WHAT THE EXERCISE ASKS:
All lines from the line containing "of the cactus" up to and including the last line of the listing below should be echoed exactly; no other lines belong in the response.

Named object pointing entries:
⁂
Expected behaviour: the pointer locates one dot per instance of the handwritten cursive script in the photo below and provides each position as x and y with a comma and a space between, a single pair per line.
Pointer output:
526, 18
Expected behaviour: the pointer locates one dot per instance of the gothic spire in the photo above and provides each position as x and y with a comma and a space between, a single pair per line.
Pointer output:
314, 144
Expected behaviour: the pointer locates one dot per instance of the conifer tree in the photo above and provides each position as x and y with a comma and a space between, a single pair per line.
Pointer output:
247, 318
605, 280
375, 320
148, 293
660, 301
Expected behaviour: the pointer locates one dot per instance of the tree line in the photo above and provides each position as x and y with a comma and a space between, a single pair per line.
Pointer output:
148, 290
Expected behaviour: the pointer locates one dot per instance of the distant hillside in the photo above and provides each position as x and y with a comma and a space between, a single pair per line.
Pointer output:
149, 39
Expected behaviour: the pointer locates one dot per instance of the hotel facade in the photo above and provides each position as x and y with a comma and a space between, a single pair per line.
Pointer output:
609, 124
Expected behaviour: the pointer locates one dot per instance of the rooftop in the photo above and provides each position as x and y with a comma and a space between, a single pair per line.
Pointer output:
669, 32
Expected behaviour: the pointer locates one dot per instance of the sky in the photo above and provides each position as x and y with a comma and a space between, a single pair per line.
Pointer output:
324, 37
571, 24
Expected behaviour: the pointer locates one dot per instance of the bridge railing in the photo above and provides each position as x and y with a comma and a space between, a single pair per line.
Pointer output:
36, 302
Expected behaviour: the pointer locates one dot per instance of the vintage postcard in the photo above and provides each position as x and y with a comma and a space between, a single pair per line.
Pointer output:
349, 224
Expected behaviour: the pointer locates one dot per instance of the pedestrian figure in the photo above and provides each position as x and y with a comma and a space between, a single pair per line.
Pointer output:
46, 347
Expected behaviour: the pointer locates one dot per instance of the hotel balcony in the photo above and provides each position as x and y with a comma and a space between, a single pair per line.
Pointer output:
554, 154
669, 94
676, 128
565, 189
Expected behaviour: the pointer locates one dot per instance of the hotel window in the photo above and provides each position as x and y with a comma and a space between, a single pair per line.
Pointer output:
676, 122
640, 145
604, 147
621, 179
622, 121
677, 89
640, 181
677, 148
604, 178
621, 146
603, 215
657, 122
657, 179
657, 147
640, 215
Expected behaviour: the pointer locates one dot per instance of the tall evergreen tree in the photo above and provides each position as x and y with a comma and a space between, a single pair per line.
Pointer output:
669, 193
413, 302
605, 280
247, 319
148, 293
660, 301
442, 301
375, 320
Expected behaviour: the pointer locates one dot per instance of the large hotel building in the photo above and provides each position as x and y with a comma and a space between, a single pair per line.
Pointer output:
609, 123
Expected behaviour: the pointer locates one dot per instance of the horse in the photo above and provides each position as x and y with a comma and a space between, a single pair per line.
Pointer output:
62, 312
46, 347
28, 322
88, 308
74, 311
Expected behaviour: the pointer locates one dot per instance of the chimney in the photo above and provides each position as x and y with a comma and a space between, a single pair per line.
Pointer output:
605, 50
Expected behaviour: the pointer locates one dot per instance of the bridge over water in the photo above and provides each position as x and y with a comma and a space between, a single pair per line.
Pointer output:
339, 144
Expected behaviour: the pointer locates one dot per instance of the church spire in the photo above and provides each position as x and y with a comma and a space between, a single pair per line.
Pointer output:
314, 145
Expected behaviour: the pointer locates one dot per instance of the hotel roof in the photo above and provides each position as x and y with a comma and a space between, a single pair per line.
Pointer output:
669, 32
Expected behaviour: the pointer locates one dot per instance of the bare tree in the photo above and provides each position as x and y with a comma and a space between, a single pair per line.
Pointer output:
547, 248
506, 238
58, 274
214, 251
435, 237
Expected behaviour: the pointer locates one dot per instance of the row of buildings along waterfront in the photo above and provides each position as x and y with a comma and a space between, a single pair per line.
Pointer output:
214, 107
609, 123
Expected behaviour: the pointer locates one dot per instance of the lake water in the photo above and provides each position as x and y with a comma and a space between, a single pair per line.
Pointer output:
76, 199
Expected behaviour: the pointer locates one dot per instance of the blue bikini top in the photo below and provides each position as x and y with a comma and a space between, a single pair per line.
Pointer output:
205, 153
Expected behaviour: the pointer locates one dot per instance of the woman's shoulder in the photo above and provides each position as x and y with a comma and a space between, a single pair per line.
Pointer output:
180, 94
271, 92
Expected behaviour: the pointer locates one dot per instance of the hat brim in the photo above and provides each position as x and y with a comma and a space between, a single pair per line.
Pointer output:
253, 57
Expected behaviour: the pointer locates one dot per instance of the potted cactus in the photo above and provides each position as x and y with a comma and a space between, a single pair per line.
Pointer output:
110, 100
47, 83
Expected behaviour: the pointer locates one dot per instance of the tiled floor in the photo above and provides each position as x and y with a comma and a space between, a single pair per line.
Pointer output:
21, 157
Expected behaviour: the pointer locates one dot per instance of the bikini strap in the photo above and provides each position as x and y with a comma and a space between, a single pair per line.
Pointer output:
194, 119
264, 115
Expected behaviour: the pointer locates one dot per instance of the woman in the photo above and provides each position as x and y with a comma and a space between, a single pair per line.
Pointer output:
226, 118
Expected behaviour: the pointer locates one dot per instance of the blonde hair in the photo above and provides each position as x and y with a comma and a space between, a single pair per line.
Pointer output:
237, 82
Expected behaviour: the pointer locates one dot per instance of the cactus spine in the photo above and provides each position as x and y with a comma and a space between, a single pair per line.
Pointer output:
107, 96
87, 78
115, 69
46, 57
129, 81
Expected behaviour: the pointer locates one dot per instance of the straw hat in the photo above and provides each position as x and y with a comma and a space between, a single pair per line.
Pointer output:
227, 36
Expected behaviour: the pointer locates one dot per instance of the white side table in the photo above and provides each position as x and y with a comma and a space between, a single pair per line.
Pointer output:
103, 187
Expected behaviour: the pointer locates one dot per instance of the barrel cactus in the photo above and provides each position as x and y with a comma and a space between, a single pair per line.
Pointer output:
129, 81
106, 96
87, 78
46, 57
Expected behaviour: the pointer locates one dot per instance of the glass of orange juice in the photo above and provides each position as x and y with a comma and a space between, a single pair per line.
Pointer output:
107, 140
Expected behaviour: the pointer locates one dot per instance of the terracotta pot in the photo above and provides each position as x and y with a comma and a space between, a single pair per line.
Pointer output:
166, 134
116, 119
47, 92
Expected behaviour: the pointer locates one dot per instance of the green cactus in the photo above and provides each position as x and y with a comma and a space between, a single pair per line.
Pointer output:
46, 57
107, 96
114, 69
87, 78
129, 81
⁂
SOLUTION FOR THIS EXERCISE:
Expected behaviour: the pointer locates one dot per instance of the cactus spine in the photo above and provides each position as x and y with a comma and a space between, a single pair per line.
Pointer output:
107, 96
87, 78
115, 69
46, 57
129, 81
Expected behaviour: the pointer locates one dot per instance of the straw hat in the photo above and provides each position as x and y with a comma and a space between, a single pair per line.
Pointer output:
227, 36
Expected behaviour: the pointer locates one dot per instance of the white side table in the photo above and provides each position as x and y with a comma and a space between, a single pair per line.
Pointer output:
103, 187
Expected behaviour: the pointer locates one dot per instance of the barrel cactus in the photo above and provides each position as x and y with a comma and a space between, a single pair per line.
Pointer output:
129, 81
106, 96
87, 78
46, 57
Expected behaviour: the pointer locates one dot per instance of the glass of orange juice in the photo above and provides each position as x and y with a comma and a space between, a single pair per line.
Pointer output:
107, 140
Expected behaviour: the pointer locates one dot per instance of the terracotta pot in the photo above and provides each position as x and y with a comma and a space between, a single pair per line.
Pointer output:
166, 134
116, 119
47, 92
Expected behaviour: the pointer locates one dot per instance of the green cactus in the photo above and provides each position as x and y with a comma and a space between, a single pair per line.
Pointer output:
46, 57
107, 96
114, 69
87, 78
129, 81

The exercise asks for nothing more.